**EXTRAIT**
▼

Le grand homme d’affaires Abdel Mejid Kamel qui a côtoyé Ould Bedredine dans les années 70 dit « apprécier la force morale de l’homme, la fermeté de ses principes, qui n’étaient pas pour lui que des mots, et qu’il s’est battu avec détermination pour leur respect ».
Mais qui est Mohamed Moustapha Ould Bedredine
Mohamed Moustapha Ould Bedredine est né en 1938 dans la région du Tagant. Il fut parmi les premières générations d’instituteurs de la Mauritanie indépendante avant de passer inspecteur de l’enseignement fondamental. Il a participé à la création du Syndicat des enseignants arabes en 1960 dont il fut membre du directoire exécutif, avant d’être élu président des enseignants de 1966 à 1969.
Il occupera plus tard plusieurs fonctions administratives, dont celle de Directeur de l’Ecole Normale des Instituteurs de Nouakchott, puis Directeur de l’ENFACOS, Il a été élu député à l’Assemblée Nationale où ses attaques contre les gouvernements successifs, diffusés en direct sur la chaine de télévision nationale, l’ont rendu célèbres auprès des Mauritaniens, en particulier les classes serviles.
Mais l’homme avait tissé ses titres de gloire bien avant. Déjà, sous le règne du parti unique, de 1960 à 1978, celui du Parti du Peuple Mauritanien (PPM), il combattit farouchement le pouvoir de Mokhtar Ould Daddah au sein du Mouvement National Démocratique (MND) et du mouvement contestataire des Kadihine, le PKM. Il se distingua alors comme l’une des figures les plus emblématiques de la contestation. Son combat se durcira après la chute de Ould Daddah et l’arrivée des militaires en 1978.

▲

**DONNÉES FOURNIES**
▼

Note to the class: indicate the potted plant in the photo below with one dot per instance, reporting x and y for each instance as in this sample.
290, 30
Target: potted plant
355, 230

▲

**CONSIGNES**
A: Relevez toutes les années écrites en quatre chiffres dans l'extrait sur Mohamed Moustapha Ould Bedredine, chacune une seule fois, par ordre chronologique.
B: Reproduisez à l'identique le passage de l'extrait sur Mohamed Moustapha Ould Bedredine qui va de « Il occupera plus » jusqu'à « militaires en 1978. » inclus.
La liste fournie n'intervient pas dans ce travail.

**RÉSULTATS PAR CONSIGNE**
A: 1938, 1960, 1966, 1969, 1978

B:
Il occupera plus tard plusieurs fonctions administratives, dont celle de Directeur de l’Ecole Normale des Instituteurs de Nouakchott, puis Directeur de l’ENFACOS, Il a été élu député à l’Assemblée Nationale où ses attaques contre les gouvernements successifs, diffusés en direct sur la chaine de télévision nationale, l’ont rendu célèbres auprès des Mauritaniens, en particulier les classes serviles.
Mais l’homme avait tissé ses titres de gloire bien avant. Déjà, sous le règne du parti unique, de 1960 à 1978, celui du Parti du Peuple Mauritanien (PPM), il combattit farouchement le pouvoir de Mokhtar Ould Daddah au sein du Mouvement National Démocratique (MND) et du mouvement contestataire des Kadihine, le PKM. Il se distingua alors comme l’une des figures les plus emblématiques de la contestation. Son combat se durcira après la chute de Ould Daddah et l’arrivée des militaires en 1978.